** WHAT IS EXPECTED **
In your answer, transcribe all of the data exactly.

** Stored data **

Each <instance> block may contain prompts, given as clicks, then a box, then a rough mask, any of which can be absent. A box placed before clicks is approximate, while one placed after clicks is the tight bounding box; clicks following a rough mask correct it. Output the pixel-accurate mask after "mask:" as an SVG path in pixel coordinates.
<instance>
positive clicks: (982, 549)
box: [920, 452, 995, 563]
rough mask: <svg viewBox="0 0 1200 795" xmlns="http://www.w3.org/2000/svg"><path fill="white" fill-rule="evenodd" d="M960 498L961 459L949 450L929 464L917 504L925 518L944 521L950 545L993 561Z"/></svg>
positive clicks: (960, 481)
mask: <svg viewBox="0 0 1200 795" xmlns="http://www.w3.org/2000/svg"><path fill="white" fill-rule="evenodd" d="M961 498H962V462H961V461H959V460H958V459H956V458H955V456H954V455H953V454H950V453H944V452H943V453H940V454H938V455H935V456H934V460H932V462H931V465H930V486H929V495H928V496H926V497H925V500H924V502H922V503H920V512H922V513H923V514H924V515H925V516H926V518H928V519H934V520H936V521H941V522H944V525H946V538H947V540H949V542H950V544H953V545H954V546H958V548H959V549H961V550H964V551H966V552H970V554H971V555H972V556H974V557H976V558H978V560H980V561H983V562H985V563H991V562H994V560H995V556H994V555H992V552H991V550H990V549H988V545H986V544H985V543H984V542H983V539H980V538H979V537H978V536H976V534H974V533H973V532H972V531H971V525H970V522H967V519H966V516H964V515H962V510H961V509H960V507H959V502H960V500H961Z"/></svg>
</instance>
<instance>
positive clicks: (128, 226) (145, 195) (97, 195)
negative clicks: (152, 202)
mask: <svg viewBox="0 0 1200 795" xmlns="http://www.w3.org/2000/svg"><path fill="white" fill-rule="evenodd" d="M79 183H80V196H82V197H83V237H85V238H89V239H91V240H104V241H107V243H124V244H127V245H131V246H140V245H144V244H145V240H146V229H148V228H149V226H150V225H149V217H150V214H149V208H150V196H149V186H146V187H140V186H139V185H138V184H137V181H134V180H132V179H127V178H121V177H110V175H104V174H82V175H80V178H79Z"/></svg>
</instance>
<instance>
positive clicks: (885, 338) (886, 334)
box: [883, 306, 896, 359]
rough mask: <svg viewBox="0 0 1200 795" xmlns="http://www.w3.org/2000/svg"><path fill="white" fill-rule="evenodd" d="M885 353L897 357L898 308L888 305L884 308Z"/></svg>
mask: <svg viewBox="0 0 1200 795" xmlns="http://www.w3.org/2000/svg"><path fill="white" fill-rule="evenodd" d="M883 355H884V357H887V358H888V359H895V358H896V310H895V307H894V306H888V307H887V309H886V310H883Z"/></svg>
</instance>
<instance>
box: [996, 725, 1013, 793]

** OUTPUT FOR THIS EXERCISE **
Each <instance> block may contain prompts, given as clicks, then a box, then a rough mask, any of which can be absent. A box placed before clicks is approximate, while one placed after clicks is the tight bounding box; clicks following a rough mask correct it. Output the pixel-accurate mask after "mask:" as an SVG path in pixel coordinates.
<instance>
positive clicks: (982, 549)
box: [920, 452, 995, 563]
rough mask: <svg viewBox="0 0 1200 795" xmlns="http://www.w3.org/2000/svg"><path fill="white" fill-rule="evenodd" d="M960 498L961 459L949 450L929 464L917 504L925 518L944 521L950 545L993 561Z"/></svg>
positive clicks: (960, 481)
mask: <svg viewBox="0 0 1200 795" xmlns="http://www.w3.org/2000/svg"><path fill="white" fill-rule="evenodd" d="M961 498H962V462H961V461H959V460H958V459H956V458H955V456H954V455H953V454H950V453H944V452H943V453H940V454H938V455H935V456H934V460H932V462H931V465H930V486H929V495H928V496H926V497H925V500H924V502H922V503H920V512H922V513H923V514H924V515H925V516H926V518H928V519H934V520H936V521H941V522H944V525H946V538H947V540H949V542H950V544H953V545H954V546H958V548H959V549H961V550H964V551H966V552H970V554H971V555H972V556H974V557H976V558H978V560H980V561H983V562H985V563H991V562H994V560H995V556H994V555H992V552H991V550H990V549H988V545H986V544H985V543H984V542H983V539H980V538H979V537H978V536H976V534H974V533H973V532H972V531H971V525H970V522H967V519H966V516H964V515H962V510H961V509H960V507H959V502H960V500H961Z"/></svg>
</instance>
<instance>
positive clicks: (128, 226) (145, 195) (97, 195)
negative clicks: (152, 202)
mask: <svg viewBox="0 0 1200 795" xmlns="http://www.w3.org/2000/svg"><path fill="white" fill-rule="evenodd" d="M79 183H80V196H82V197H83V237H85V238H89V239H91V240H104V241H107V243H124V244H127V245H131V246H140V245H144V244H145V240H146V229H148V228H149V226H150V225H149V217H150V214H149V208H150V196H149V186H146V187H140V186H139V185H138V184H137V181H134V180H132V179H127V178H121V177H110V175H104V174H82V175H80V178H79Z"/></svg>
</instance>
<instance>
positive clicks: (885, 338) (886, 334)
box: [883, 306, 896, 359]
rough mask: <svg viewBox="0 0 1200 795" xmlns="http://www.w3.org/2000/svg"><path fill="white" fill-rule="evenodd" d="M885 353L897 357L898 308L888 305L884 308Z"/></svg>
mask: <svg viewBox="0 0 1200 795" xmlns="http://www.w3.org/2000/svg"><path fill="white" fill-rule="evenodd" d="M883 355H884V357H887V358H888V359H895V358H896V310H895V307H894V306H888V307H887V309H886V310H883Z"/></svg>
</instance>
<instance>
box: [996, 725, 1013, 793]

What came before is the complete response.